*Tasks to carry out:*
1) List the phases of the pipeline named in the Configuration section of the media processing page.
2) According to the media processing page, which API key is needed for visual analysis?
3) Rewrite the part of the media processing page that opens with the words containing "Tips & gotchas" and closes with "Transcribe skill instead.", replacing "interrupted" with "paused".

Page extract: Begin

Docs / Skills Reference / Media Processing

Media Processing

What it does

Processes video, audio, and image files through a multi-phase pipeline — ingest, analyze with AI (Gemini for vision, Claude for reasoning), and generate clips or summaries.

Setup required

Requires Gemini API key for visual analysis.

Permissions

  • Gemini API key required for keyframe/video analysis
  • File access permissions for media files

Common prompts

You say...What happens
“Analyze this video and tell me what happens”Full video analysis pipeline
“Extract the key moments from this recording”Keyframe extraction and analysis
“Find the part where they discuss pricing”Query-based video search
“Generate a 30-second clip of the product demo”Video clip extraction
“Transcribe and analyze this podcast episode”Audio processing

Configuration

  • Three-phase pipeline: preprocess (ingest, deduplicate), map (Gemini-powered visual analysis), reduce (Claude-powered reasoning)
  • Supports keyframe extraction, dead time detection, and cost tracking
  • Resumable if interrupted

Tips & gotchas

  • Automatic chunking. Large media files are handled automatically — video is split into keyframes or chunks.
  • Cost tracking. Shows you how much API usage each analysis requires.
  • Resumable. If processing is interrupted, it picks up where it left off.
  • Simple transcription? For transcription without visual analysis, use the Transcribe skill instead.

Page extract: End
Input data: Begin

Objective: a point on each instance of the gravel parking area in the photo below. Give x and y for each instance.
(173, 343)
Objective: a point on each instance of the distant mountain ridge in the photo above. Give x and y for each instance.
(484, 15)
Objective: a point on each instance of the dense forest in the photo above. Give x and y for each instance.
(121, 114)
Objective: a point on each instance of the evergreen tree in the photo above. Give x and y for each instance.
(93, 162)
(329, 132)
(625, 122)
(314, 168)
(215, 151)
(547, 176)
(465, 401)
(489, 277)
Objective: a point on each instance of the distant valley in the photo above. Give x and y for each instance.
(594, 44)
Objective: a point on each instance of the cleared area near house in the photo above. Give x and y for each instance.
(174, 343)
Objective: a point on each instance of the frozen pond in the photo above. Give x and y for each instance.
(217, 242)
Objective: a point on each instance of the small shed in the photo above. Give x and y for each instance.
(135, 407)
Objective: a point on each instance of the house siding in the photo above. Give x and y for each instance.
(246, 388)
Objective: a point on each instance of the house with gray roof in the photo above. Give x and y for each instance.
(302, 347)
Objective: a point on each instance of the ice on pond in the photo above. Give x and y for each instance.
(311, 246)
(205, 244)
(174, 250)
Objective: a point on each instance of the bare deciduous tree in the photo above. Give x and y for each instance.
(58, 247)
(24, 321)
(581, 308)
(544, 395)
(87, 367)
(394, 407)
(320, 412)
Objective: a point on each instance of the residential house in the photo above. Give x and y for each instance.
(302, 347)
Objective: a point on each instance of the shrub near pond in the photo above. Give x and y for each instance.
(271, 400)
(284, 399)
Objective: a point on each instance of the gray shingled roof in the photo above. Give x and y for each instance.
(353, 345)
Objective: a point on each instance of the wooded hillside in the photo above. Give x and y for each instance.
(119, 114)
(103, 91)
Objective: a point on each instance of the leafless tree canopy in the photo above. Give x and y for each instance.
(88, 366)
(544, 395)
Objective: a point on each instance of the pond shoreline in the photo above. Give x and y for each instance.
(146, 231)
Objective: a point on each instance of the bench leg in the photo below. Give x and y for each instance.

Input data: End

*Answers for the tasks:*
1) Preprocess, map, reduce

2) A Gemini API key

3)
Tips & gotchas

  • Automatic chunking. Large media files are handled automatically — video is split into keyframes or chunks.
  • Cost tracking. Shows you how much API usage each analysis requires.
  • Resumable. If processing is paused, it picks up where it left off.
  • Simple transcription? For transcription without visual analysis, use the Transcribe skill instead.